= WORK REQUEST =
Begin at the line containing "Return a point for each instance of the sink" and end at the final line of the entries. Please reproduce those lines exactly.

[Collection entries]
• • • • •
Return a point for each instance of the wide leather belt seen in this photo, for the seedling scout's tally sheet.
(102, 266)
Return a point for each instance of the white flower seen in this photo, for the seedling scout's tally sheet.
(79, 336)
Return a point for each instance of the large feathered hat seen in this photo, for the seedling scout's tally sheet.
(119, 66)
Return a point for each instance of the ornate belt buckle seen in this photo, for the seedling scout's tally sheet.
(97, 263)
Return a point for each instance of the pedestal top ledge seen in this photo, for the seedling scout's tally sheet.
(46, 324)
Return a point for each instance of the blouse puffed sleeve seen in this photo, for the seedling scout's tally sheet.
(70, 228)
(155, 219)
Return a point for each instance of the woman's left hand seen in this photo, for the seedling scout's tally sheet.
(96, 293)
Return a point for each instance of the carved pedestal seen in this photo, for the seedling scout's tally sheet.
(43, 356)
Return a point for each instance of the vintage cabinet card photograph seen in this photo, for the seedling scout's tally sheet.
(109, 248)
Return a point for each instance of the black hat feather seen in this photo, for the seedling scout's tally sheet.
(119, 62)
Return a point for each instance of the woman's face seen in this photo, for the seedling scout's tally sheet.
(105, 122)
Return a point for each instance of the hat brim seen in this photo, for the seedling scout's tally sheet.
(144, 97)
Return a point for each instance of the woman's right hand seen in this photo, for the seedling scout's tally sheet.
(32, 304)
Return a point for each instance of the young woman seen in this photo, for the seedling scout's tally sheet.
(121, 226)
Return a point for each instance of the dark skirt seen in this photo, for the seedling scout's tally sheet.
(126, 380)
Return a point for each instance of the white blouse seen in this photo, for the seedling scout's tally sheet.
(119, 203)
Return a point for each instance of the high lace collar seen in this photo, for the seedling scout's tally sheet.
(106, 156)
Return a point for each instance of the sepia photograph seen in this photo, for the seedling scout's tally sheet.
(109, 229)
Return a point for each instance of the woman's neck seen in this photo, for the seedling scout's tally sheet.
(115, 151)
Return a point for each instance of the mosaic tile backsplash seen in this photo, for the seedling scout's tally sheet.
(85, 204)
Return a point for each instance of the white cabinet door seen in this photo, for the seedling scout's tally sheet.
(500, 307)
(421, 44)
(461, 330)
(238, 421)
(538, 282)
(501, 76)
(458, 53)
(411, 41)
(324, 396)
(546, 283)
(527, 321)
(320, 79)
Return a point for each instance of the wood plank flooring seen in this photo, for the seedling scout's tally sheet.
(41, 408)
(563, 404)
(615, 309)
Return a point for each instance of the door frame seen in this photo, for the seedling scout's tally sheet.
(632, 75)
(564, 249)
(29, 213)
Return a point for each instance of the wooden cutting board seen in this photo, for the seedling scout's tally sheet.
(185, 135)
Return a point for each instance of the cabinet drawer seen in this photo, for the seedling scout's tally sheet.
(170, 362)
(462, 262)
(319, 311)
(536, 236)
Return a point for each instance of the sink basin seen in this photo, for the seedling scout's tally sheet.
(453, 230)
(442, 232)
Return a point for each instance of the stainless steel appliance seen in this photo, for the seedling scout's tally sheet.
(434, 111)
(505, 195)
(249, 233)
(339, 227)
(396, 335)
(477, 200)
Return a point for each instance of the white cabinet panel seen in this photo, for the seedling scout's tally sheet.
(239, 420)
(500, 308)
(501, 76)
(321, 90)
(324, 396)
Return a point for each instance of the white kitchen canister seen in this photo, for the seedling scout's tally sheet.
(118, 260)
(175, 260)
• • • • •
= OUTPUT OF THE TASK =
Return a point for each instance of the sink basin seen in this photo, for the seedling scout's tally sheet.
(453, 230)
(442, 232)
Return a point for each instance of the stainless steel appliance seen in this photo, for the seedling scout's tally sheet.
(434, 111)
(505, 195)
(249, 233)
(339, 227)
(396, 335)
(477, 200)
Return a point for each instance of the white cabinet panel seen in this photo, for the seedling scout's tally sheet.
(239, 420)
(500, 308)
(501, 76)
(321, 90)
(324, 396)
Return a point for each instance of the white kitchen canister seen in this photo, for the seedling scout's tally sheet.
(118, 260)
(175, 260)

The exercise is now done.